What needs to be done:
Answer these questions about the forum post below:
(a) On what date was the post written?
(b) Other than YAML, what kind of code does the poster say will be an issue to implement or write?
(c) What does the poster say about having a developer environment?

Excerpted text:
Year of the voice, what about GLaDOS?

DiMMaX · October 18, 2023, 12:25pm

Hi.

This is my first post here and I’ve been looking around to make sure I’m in the right place to talk about this topic. If I made a mistake, please excuse me and let me know where to take this conversation to and I’ll gladly move it to the proper place. Thanks in advance!

This being said I’d like to check with this community for possibilities for ‘my project’. I’ve been searching the web and couldn’t really find something that fits my needs/idea so I’m hoping to get some ideas/suggestions/help from within this community.

Before we proceed I cannot leave out to mention my profile or what kind of user I am as this will have an impact on possible solutions. ‘Why?’ I hear you think, well I’m not a programmer for starters. So implementing complex code or writing/compiling code other than YAML in the related config files will be an issue. I do not have a developer environment available to me nor do I have the knowledge or desire to set one up. (Tried this several times in the past for other projects and it’s simply wasted on me, so I don’t want to go that route again)

(Dataset records)
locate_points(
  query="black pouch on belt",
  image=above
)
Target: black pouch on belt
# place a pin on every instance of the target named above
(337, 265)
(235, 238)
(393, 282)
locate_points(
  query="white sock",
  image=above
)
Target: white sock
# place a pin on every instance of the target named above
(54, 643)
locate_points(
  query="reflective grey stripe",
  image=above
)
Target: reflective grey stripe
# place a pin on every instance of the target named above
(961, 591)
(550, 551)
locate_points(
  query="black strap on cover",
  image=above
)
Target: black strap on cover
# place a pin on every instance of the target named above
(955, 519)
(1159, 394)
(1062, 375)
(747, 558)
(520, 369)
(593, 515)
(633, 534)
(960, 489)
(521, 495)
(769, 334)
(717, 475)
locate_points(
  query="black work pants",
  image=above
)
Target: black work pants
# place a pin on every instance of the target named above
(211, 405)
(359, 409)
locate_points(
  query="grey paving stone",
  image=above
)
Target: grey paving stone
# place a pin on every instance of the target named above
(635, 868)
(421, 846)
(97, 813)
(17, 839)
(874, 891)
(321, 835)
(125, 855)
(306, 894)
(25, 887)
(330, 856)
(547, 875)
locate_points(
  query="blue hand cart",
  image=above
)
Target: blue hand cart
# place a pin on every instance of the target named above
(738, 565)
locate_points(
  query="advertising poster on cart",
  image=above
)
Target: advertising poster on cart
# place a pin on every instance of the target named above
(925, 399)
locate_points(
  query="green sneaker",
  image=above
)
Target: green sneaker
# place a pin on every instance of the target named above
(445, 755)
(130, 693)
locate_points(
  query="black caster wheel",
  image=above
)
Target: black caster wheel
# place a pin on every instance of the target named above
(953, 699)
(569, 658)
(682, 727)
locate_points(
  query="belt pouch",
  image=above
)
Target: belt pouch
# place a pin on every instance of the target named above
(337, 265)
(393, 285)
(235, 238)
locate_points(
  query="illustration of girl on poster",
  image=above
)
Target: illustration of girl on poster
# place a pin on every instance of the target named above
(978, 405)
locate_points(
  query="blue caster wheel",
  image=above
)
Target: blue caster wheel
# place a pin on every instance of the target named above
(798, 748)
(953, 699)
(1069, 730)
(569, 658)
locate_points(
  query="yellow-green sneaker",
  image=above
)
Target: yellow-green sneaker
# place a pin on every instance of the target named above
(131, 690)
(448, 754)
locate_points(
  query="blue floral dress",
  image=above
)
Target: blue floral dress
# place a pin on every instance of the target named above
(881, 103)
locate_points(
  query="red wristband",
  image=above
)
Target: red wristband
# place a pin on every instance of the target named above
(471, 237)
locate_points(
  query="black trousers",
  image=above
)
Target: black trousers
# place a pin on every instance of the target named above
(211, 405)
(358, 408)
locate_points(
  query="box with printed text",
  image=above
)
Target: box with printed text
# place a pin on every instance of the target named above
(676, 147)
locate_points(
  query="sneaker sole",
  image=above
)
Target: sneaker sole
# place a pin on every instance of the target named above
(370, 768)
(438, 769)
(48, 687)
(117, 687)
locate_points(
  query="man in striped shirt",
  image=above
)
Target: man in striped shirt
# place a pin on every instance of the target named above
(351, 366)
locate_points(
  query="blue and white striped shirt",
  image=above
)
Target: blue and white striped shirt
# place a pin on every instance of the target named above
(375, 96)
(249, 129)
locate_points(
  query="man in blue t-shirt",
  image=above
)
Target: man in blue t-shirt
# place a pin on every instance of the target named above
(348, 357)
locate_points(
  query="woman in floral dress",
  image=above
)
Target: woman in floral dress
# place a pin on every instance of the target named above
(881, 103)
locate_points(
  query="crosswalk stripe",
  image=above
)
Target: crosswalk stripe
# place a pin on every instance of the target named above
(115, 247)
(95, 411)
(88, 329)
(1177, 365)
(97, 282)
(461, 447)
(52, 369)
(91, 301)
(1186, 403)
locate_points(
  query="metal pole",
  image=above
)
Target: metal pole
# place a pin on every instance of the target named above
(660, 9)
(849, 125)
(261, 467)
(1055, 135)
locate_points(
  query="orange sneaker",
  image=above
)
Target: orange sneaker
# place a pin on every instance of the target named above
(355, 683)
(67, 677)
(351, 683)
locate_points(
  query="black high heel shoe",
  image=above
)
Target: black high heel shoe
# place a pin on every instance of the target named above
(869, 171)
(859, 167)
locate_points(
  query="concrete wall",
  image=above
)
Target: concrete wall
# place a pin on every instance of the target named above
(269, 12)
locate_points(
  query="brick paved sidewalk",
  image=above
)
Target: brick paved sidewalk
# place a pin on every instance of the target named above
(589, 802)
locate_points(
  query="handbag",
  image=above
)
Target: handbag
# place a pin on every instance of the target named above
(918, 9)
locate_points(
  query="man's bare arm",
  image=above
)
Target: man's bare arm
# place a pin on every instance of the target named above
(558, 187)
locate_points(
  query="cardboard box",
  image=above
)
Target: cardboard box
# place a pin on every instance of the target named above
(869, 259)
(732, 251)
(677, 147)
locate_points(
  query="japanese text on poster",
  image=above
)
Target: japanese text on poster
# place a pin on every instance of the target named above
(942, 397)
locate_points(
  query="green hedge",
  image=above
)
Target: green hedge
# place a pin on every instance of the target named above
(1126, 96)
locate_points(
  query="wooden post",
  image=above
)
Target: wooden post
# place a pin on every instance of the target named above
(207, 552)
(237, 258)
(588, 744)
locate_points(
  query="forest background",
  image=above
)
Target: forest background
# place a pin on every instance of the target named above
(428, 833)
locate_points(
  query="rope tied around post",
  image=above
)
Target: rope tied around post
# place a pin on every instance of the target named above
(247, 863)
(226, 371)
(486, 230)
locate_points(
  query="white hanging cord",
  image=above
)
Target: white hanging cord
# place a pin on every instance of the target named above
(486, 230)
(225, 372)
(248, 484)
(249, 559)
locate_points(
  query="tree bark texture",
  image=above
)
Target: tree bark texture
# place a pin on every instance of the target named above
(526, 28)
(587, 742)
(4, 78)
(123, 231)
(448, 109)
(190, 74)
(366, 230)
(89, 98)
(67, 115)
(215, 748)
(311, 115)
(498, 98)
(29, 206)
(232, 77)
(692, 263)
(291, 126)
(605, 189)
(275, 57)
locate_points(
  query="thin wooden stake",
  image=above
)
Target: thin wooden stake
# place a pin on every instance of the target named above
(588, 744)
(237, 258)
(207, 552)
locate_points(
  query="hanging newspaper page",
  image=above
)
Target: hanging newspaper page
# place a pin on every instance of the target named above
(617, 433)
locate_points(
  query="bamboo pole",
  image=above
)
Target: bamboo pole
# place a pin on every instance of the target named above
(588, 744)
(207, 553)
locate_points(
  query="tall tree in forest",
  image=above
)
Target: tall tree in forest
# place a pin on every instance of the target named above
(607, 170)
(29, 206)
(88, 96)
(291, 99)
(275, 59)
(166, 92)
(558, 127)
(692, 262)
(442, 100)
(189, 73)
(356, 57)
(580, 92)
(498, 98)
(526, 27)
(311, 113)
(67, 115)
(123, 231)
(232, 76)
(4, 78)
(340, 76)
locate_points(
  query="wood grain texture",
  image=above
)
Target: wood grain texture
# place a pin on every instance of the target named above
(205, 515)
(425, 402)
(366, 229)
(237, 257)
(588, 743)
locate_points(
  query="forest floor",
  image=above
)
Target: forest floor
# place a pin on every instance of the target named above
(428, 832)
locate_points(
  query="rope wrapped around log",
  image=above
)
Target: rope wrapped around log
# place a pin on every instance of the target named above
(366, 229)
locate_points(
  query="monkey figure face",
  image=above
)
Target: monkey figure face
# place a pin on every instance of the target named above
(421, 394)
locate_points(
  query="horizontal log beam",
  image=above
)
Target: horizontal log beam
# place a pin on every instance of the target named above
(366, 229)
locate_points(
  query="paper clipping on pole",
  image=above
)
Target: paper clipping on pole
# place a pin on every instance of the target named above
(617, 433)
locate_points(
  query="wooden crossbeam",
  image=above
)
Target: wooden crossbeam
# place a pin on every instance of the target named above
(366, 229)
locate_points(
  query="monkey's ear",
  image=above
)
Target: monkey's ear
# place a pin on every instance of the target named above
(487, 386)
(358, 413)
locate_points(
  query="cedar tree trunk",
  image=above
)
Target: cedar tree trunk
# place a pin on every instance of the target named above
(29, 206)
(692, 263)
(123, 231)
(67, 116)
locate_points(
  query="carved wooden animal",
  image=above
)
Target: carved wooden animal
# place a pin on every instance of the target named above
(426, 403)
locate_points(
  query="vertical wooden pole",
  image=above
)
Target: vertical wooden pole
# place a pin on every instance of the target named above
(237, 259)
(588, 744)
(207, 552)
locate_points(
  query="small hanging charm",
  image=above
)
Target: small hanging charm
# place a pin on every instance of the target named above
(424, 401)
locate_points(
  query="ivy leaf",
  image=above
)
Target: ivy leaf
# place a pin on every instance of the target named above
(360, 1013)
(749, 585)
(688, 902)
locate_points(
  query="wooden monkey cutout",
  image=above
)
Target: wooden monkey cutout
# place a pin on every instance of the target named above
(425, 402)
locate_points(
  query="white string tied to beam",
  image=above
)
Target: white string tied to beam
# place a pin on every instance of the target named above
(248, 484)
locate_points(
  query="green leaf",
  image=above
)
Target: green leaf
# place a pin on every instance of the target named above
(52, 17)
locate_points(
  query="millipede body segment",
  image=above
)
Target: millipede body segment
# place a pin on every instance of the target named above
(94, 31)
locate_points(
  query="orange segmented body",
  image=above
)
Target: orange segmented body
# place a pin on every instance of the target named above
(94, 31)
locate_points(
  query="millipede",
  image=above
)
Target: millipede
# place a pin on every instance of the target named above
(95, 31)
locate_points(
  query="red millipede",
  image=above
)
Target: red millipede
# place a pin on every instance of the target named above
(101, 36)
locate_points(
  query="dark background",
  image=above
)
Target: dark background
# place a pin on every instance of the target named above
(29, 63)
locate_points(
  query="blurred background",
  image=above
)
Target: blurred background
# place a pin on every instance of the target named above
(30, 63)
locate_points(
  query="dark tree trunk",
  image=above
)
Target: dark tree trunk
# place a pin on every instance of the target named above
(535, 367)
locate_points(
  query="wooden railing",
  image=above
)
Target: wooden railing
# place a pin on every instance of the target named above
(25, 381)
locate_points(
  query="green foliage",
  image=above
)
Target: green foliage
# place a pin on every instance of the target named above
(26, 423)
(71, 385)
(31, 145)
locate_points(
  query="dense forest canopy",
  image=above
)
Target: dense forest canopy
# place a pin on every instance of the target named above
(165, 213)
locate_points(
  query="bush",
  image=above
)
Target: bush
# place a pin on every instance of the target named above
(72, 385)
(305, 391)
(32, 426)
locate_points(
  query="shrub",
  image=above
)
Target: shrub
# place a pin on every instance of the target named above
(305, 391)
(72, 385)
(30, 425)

Reply to the task:
(a) October 18, 2023.
(b) Complex code, and writing or compiling code other than YAML in the related config files.
(c) The poster doesn't have one available and has neither the knowledge nor the desire to set one up.